Task requirements: Everything from the line that contains "the woman's shoulder" through the last line of the listing must be copied exactly, with both of those lines included and no others.

········

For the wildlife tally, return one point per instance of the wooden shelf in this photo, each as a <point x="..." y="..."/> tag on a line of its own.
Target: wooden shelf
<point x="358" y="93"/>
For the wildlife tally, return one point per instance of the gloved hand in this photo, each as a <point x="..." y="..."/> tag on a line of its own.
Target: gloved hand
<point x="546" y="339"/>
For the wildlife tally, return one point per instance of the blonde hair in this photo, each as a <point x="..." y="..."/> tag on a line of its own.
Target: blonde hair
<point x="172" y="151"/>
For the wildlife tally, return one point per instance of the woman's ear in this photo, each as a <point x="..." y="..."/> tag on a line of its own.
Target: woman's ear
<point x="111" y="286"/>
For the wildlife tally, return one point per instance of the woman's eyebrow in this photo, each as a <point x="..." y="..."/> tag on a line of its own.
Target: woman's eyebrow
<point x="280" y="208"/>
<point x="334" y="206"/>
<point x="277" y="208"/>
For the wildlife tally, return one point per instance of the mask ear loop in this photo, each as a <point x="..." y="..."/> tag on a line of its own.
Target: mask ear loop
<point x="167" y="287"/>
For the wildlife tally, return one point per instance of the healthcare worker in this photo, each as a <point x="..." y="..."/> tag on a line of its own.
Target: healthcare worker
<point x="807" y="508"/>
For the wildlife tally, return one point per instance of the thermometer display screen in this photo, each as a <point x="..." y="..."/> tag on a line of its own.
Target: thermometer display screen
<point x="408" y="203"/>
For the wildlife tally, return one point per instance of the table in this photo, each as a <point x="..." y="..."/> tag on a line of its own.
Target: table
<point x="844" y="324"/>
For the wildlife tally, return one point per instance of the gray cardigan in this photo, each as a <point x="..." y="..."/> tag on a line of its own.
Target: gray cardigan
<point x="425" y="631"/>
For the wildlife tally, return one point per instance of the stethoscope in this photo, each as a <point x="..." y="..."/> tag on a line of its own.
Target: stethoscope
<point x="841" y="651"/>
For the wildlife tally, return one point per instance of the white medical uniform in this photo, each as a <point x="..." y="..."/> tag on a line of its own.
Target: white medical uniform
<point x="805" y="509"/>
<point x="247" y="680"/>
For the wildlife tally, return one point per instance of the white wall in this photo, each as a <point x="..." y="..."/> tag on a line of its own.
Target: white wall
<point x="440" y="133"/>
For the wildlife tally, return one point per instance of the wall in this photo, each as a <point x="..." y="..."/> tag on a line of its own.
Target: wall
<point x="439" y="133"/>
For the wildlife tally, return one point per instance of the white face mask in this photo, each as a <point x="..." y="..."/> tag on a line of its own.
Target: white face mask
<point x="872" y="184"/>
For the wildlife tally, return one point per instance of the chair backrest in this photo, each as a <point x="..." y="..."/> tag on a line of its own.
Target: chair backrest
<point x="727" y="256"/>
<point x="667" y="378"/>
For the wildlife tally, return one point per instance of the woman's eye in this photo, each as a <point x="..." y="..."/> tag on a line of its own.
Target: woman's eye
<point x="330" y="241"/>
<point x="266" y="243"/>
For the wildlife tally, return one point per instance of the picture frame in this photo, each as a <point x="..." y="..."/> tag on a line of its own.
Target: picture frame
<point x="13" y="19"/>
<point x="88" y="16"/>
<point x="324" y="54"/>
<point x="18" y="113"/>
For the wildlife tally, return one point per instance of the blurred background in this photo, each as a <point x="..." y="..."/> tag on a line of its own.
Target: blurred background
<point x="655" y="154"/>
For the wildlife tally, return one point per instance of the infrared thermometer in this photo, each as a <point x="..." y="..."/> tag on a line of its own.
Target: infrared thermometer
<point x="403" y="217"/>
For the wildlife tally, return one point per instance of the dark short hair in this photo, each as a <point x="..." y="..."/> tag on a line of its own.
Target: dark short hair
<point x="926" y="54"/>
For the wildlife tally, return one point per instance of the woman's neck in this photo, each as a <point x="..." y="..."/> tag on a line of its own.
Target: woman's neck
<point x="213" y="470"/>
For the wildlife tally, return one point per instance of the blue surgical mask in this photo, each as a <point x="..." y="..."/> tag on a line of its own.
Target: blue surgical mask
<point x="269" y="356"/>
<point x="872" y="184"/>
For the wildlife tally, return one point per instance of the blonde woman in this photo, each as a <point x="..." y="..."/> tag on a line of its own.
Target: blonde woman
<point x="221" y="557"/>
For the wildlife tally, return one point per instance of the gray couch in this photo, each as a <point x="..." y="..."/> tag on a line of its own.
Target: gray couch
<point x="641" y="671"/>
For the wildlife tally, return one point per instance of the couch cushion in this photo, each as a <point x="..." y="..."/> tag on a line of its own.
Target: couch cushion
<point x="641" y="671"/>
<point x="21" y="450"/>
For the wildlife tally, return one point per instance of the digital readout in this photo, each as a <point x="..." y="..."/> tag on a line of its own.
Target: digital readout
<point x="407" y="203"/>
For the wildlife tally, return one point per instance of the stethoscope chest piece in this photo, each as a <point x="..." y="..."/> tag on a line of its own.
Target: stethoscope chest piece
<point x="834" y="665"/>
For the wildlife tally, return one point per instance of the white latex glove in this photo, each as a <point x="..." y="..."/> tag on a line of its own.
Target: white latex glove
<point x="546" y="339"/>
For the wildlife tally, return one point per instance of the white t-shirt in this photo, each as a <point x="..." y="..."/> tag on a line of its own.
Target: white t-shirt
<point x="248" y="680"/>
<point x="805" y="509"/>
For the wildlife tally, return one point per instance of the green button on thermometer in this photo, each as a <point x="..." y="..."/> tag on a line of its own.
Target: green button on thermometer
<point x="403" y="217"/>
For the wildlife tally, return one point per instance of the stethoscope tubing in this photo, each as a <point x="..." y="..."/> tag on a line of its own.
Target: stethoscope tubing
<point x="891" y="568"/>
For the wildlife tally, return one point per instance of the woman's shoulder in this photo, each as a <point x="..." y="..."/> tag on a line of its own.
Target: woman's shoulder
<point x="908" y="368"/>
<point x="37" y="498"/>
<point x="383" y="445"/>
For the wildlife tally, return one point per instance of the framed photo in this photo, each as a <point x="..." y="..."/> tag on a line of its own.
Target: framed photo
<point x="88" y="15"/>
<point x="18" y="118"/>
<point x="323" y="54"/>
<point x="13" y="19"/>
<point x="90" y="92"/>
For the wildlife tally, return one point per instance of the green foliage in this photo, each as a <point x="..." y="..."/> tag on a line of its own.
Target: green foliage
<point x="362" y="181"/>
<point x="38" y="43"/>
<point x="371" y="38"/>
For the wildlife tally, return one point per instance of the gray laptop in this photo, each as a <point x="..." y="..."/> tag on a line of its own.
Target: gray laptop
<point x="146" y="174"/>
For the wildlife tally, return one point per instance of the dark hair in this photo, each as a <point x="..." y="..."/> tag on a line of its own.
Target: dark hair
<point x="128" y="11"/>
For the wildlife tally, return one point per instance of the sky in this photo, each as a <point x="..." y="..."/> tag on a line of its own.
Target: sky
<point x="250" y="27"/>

········

Task solution:
For the wildlife tally, return one point per instance of the woman's shoulder in this photo, each as a <point x="..." y="..."/> tag on a line of its own.
Target: woman's shoulder
<point x="908" y="368"/>
<point x="37" y="498"/>
<point x="383" y="445"/>
For the wildlife tally, return one point per instance of the framed photo in this photo, each as a <point x="..." y="..."/> tag on a line of its own.
Target: framed photo
<point x="88" y="15"/>
<point x="18" y="118"/>
<point x="323" y="54"/>
<point x="13" y="19"/>
<point x="90" y="92"/>
For the wildlife tally, return one point per instance of the green foliage in this photo, each as a <point x="..." y="..."/> tag on a line of its own.
Target: green foliage
<point x="362" y="181"/>
<point x="38" y="43"/>
<point x="371" y="38"/>
For the wildlife tally, return one point per instance of the gray laptop in this photo, each as a <point x="..." y="..."/> tag on a line of its own.
Target: gray laptop
<point x="146" y="174"/>
For the wildlife tally, return one point per instance of the dark hair in this photo, each as a <point x="..." y="..."/> tag on a line of its own.
Target: dark hair
<point x="128" y="11"/>
For the wildlife tally, return one point per instance of the sky in this photo, each as a <point x="..." y="..."/> tag on a line of its own.
Target: sky
<point x="250" y="27"/>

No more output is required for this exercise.